● **Esercizi da svolgere**
**A.** Trascrivi dal testo sulla fragilità tutto ciò che va da "D’altro canto l’esperienza" fino a "della sua fragilità.".
**B.** Rispondi a queste domande basandoti sul testo sulla fragilità:
(i) Che cosa è bastato a mettere in ginocchio il mondo intero?
(ii) Chi ha suggerito l'immagine di una tempesta inaspettata e furiosa?
(iii) Che cosa erano le relazioni umane nei racconti dei padri e dei nonni?
**C.** Riscrivi in forma più breve il paragrafo del testo sulla fragilità che comincia con "In quest'ultimo terribile anno", mantenendone i fatti principali.
##### Testo fornito
Tutto ciò ha procurato, nel tempo, quello stereotipo di genere per effetto del quale l’uomo, l’uomo vero, è quello forte, sicuro di sé, senza incertezze, i cui occhi non conoscono il rossore dovuto alle lacrime e la cui voce non è mai spezzata dal lamento del pianto.
Eppure tutti, in un modo o in un altro, abbiamo dovuto spesso fare i conti con la nostra fragilità. Del resto chi potrebbe immaginare di viverne senza? Cosa sarebbe della nostra vita senza quel necessario confronto con il dubbio, con la la debolezza, con il discutibile, con l’indefinito.
E’ forse opportuno rileggere, allora, in chiave positiva il concetto di fragilità: solo chi è fragile si riscopre bisognoso dell’altro; solo chi è fragile è in cerca di consigli; solo chi è fragile impara ad esercitare la fede o anche solo la fiducia.
D’altro canto l’esperienza della fede cristiana ci insegna che è proprio quando mi riconosco “debole che sono forte”.
In quest’ultimo terribile anno, tutti abbiamo dovuto prendere atto della fragilità umana. E’ bastato un virus a mettere in ginocchio il mondo intero. E’ bastato ciò che alcuni, all’inizio di questa maledetta pandemia, definivano poco più di un raffreddore a farci realizzare che al mondo non esiste l’onnipotenza. Ci siamo ritrovati tutti a dover constatare l’addensarsi di quelle fitte tenebre nelle nostre città; fitte tenebre di fragilità e paura che lentamente si sono impadronite non solo delle nostre vie ma anche delle nostre vite. Siamo stati travolti, come ci ha suggerito Papa Francesco, da una tempesta inaspettata e furiosa che al fragore della virilità dell’uomo ha sostituito il silenzio assordante della sua fragilità.
Forse per questo abbiamo ritrovato il piacere di riascoltare, con maggiore attenzione, i racconti dei nostri padri o addirittura dei nostri nonni, quei racconti in cui ci presentavano il vissuto di quei tempi incerti, di grande povertà e fragilità – appunto – in cui le relazioni umane erano cibo e medicina con cui affrontare guerre, pestilenze o carestie.
Questa dilagante pandemia ci fornisce l’occasione di rileggere ogni nostra legittima attesa o aspettativa per il futuro alla luce della nostra fragilità, che non va nè calpestata o sminuita nè tantomeno nascosta.
La fragilità può e deve essere quel luogo non formale dell’incontro, lo spazio non geometrico del dialogo, quella zona (non colorata di arancione o rosso) della relazione umana e della comprensione reciproca.
##########
##### Voci riportate
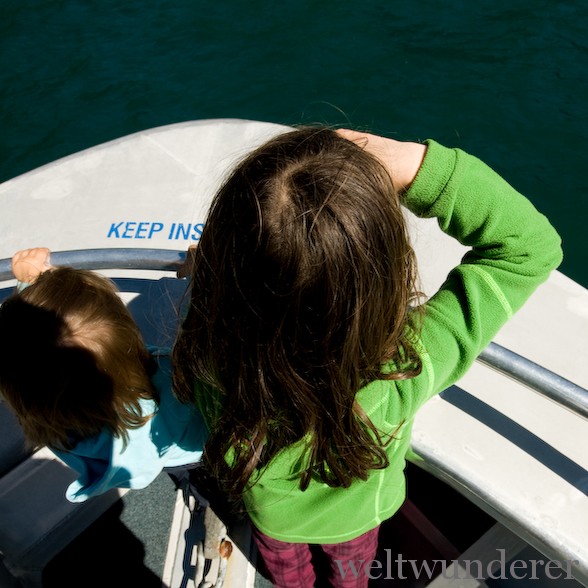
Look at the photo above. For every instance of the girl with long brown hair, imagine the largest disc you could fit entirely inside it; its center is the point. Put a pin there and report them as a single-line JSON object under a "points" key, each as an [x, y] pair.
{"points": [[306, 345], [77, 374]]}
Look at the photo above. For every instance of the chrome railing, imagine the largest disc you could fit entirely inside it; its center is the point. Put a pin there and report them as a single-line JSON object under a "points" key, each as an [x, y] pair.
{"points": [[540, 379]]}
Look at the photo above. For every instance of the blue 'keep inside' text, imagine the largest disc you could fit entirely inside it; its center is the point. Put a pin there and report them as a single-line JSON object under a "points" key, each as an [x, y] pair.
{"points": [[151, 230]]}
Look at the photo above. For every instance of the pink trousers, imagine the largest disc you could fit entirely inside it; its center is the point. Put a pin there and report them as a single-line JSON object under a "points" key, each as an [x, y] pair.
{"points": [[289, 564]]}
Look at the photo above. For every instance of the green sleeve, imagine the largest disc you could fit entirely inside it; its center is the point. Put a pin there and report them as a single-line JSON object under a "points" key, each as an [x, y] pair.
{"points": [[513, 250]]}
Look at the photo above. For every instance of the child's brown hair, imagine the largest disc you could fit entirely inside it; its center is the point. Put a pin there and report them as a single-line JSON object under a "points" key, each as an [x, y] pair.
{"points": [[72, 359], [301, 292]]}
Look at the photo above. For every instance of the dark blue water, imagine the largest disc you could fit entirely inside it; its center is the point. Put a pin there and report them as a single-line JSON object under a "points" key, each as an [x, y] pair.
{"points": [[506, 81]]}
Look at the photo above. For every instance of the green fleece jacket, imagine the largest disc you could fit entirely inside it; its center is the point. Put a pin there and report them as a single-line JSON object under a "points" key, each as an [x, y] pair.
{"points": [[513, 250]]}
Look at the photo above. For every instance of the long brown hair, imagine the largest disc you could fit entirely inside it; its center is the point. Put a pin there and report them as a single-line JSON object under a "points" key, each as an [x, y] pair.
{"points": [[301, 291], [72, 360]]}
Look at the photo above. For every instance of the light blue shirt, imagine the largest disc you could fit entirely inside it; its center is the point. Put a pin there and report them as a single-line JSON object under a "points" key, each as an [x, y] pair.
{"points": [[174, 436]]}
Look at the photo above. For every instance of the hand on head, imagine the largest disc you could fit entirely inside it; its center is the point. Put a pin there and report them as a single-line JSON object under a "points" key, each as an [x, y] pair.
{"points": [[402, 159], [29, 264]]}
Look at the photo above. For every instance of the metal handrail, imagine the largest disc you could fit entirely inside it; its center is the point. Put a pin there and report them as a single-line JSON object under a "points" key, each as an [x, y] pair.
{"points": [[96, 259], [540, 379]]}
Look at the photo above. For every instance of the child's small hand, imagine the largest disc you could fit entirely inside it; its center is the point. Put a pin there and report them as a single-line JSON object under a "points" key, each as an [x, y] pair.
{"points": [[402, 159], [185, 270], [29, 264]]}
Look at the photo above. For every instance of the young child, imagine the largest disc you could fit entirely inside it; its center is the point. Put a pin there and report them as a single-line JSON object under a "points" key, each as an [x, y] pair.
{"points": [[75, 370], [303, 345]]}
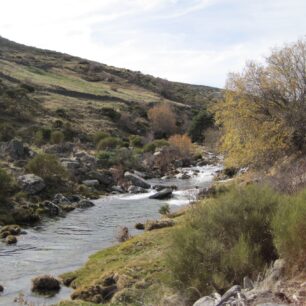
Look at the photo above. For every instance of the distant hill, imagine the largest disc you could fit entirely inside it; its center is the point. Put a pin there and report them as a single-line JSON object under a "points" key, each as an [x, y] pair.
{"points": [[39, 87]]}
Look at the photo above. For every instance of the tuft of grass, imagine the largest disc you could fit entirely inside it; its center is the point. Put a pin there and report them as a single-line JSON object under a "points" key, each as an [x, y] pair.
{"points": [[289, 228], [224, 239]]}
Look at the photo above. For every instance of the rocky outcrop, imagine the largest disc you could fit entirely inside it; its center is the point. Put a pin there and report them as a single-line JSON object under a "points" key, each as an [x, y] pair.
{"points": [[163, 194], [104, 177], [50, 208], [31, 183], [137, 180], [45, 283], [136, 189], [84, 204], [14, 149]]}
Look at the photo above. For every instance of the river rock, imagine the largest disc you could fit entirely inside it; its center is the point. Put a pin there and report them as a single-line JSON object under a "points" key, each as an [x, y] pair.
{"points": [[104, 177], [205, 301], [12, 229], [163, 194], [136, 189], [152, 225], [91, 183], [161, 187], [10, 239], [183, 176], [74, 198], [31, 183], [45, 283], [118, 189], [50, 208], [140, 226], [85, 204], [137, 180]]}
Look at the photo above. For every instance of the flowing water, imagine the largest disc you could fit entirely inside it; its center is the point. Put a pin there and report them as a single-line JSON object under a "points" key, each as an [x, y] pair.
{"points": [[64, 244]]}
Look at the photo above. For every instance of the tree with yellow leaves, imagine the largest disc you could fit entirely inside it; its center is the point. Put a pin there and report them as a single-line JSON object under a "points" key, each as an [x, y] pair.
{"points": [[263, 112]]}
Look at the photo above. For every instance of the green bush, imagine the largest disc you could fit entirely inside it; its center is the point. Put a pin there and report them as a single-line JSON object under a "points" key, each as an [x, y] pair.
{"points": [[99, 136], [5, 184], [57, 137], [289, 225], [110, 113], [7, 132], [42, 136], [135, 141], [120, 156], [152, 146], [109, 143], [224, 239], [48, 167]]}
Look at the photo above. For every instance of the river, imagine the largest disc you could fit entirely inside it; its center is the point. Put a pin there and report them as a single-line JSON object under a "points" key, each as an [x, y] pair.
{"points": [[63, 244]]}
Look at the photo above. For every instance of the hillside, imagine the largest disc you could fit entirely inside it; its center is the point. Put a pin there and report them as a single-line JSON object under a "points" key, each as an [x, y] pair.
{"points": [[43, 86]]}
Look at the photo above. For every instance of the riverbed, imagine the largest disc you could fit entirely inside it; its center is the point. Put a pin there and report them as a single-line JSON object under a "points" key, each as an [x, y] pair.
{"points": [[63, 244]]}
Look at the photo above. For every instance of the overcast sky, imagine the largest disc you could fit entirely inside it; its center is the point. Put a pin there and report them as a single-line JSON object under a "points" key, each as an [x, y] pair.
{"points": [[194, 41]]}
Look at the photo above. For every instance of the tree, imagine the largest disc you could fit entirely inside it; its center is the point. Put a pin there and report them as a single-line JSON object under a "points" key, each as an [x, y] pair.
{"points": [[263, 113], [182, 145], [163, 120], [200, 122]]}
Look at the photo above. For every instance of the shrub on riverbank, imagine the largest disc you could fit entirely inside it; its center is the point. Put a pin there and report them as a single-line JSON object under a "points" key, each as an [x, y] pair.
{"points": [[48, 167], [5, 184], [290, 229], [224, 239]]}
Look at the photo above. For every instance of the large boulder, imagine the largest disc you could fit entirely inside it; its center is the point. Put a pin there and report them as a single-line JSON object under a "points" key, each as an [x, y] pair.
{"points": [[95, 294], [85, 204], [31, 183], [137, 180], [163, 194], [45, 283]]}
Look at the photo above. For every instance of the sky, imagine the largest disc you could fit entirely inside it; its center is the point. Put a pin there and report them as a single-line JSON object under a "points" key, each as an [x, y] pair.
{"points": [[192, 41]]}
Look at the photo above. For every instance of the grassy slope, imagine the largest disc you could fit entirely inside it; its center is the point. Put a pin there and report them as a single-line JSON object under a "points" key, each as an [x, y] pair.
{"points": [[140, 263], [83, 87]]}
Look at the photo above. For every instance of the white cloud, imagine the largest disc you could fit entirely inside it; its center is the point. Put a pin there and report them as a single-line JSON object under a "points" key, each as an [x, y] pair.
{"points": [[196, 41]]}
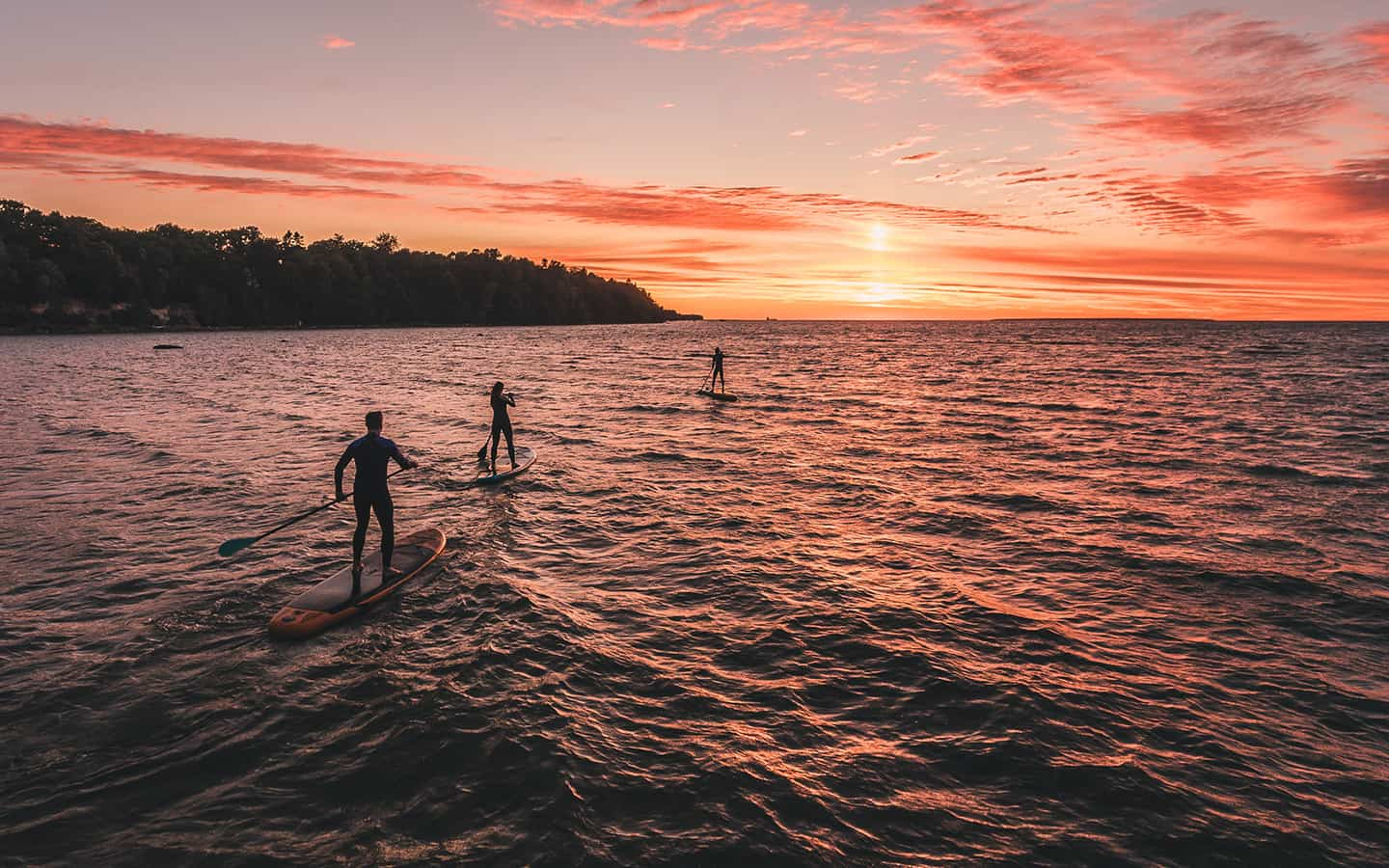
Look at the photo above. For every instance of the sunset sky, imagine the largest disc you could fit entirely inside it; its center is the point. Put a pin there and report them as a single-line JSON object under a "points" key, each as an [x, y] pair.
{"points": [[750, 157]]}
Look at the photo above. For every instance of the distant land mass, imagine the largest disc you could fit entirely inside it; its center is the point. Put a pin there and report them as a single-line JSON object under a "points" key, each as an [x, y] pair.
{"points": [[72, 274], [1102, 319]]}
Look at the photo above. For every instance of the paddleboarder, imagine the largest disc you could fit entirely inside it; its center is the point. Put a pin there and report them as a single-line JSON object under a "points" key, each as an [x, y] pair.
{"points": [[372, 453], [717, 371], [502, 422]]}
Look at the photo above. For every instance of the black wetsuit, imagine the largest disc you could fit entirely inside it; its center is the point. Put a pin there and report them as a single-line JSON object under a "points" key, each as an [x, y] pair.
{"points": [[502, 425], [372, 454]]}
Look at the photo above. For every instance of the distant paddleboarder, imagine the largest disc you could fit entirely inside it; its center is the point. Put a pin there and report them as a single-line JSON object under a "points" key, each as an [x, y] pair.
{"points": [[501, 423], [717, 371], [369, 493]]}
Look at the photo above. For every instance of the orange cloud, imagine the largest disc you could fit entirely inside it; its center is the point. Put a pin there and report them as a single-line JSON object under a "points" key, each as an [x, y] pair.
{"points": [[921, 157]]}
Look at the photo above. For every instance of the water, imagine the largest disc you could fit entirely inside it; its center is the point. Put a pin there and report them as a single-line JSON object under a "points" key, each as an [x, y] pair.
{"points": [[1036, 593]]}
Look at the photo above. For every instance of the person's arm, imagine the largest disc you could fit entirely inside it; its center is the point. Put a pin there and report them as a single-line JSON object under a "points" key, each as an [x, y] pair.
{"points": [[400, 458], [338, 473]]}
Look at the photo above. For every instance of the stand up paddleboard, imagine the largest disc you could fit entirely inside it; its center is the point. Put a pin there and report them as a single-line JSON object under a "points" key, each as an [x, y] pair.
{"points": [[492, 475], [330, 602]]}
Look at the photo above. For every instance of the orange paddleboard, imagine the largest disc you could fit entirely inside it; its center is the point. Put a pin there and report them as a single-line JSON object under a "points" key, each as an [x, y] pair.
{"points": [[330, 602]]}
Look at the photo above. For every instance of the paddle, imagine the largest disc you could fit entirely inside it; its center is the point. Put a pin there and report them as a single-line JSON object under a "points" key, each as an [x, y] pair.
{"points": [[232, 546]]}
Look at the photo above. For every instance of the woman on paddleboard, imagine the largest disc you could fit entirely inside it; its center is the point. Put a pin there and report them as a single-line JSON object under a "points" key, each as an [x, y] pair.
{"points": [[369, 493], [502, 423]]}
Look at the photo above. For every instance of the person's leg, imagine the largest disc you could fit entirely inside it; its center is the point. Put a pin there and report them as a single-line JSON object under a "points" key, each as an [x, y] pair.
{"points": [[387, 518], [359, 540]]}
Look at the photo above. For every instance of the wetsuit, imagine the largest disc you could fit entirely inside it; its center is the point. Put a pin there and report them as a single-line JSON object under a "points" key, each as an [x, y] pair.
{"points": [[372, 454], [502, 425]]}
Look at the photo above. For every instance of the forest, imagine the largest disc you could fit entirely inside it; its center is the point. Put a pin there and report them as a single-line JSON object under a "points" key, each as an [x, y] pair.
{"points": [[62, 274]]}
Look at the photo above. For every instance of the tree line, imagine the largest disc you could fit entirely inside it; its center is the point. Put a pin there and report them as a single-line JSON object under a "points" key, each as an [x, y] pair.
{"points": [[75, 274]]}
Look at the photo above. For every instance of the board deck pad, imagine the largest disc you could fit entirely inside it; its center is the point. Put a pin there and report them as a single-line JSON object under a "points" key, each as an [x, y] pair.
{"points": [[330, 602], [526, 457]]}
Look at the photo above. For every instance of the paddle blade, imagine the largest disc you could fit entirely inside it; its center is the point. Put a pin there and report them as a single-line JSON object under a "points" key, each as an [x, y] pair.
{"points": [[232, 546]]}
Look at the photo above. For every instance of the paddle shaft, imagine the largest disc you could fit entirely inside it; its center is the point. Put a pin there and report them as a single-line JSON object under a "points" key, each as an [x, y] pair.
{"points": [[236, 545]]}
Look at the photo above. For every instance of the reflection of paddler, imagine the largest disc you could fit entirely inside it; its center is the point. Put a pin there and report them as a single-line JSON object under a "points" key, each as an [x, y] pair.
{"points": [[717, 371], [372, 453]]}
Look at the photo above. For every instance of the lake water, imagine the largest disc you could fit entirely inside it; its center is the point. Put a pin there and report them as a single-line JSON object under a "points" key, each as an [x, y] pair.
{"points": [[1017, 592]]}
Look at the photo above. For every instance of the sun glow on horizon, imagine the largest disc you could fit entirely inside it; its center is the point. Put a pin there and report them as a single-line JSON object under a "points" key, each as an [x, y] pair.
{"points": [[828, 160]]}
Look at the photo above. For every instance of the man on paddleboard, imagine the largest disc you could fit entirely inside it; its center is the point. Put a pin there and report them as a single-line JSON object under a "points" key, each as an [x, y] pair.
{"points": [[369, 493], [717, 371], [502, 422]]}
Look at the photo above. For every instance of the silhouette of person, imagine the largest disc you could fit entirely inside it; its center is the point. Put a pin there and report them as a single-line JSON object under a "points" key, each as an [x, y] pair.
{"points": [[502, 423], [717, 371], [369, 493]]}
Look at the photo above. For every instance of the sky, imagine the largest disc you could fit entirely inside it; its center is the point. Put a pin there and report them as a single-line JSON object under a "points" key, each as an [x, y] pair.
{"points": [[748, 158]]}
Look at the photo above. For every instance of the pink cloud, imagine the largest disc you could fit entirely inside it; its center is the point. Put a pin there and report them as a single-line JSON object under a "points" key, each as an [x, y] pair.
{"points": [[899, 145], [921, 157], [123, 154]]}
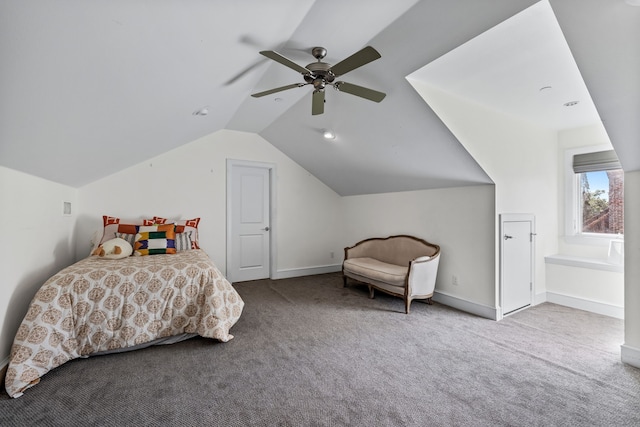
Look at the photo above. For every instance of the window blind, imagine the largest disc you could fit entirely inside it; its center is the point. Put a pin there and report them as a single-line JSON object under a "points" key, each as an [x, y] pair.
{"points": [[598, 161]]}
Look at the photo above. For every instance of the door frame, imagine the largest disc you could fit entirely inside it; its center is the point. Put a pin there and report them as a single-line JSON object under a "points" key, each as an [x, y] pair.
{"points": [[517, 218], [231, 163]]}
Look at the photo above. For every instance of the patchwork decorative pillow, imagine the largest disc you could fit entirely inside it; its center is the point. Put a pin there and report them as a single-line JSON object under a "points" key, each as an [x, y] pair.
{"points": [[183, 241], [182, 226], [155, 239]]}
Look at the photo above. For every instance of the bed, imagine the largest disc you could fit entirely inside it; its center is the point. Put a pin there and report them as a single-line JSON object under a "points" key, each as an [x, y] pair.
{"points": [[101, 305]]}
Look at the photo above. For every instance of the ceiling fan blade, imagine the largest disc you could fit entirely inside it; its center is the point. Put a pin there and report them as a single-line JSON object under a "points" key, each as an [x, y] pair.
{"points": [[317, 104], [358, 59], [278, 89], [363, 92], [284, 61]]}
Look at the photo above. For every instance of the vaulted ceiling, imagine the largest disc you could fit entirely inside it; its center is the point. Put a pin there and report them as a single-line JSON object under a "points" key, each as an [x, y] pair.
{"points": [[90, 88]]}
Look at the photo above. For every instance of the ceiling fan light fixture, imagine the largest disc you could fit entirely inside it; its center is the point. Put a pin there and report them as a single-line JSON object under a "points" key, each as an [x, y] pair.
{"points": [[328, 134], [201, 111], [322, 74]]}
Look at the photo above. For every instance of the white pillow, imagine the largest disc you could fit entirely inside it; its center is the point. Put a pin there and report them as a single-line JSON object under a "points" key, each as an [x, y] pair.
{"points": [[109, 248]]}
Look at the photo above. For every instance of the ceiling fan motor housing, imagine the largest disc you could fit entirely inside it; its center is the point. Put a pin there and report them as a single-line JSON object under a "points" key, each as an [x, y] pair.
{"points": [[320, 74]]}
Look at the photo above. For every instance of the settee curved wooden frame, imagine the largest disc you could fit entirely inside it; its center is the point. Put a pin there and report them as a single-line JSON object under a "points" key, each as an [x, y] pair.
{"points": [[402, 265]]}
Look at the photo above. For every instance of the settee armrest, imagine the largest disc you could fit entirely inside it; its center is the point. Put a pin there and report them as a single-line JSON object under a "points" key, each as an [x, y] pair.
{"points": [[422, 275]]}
##########
● **Soluzioni**
**A.**
D’altro canto l’esperienza della fede cristiana ci insegna che è proprio quando mi riconosco “debole che sono forte”.
In quest’ultimo terribile anno, tutti abbiamo dovuto prendere atto della fragilità umana. E’ bastato un virus a mettere in ginocchio il mondo intero. E’ bastato ciò che alcuni, all’inizio di questa maledetta pandemia, definivano poco più di un raffreddore a farci realizzare che al mondo non esiste l’onnipotenza. Ci siamo ritrovati tutti a dover constatare l’addensarsi di quelle fitte tenebre nelle nostre città; fitte tenebre di fragilità e paura che lentamente si sono impadronite non solo delle nostre vie ma anche delle nostre vite. Siamo stati travolti, come ci ha suggerito Papa Francesco, da una tempesta inaspettata e furiosa che al fragore della virilità dell’uomo ha sostituito il silenzio assordante della sua fragilità.

**B.**
(i) Un virus.
(ii) Papa Francesco.
(iii) Cibo e medicina con cui affrontare guerre, pestilenze o carestie.

**C.** Nell'ultimo anno tutti hanno dovuto riconoscere la fragilità umana. Un virus, che all'inizio alcuni consideravano poco più di un raffreddore, ha messo in ginocchio il mondo e ha mostrato che l'onnipotenza non esiste. Tenebre di fragilità e paura hanno invaso le città e le vite. Come ha suggerito Papa Francesco, una tempesta inaspettata e furiosa ha sostituito al fragore della virilità dell'uomo il silenzio assordante della sua fragilità.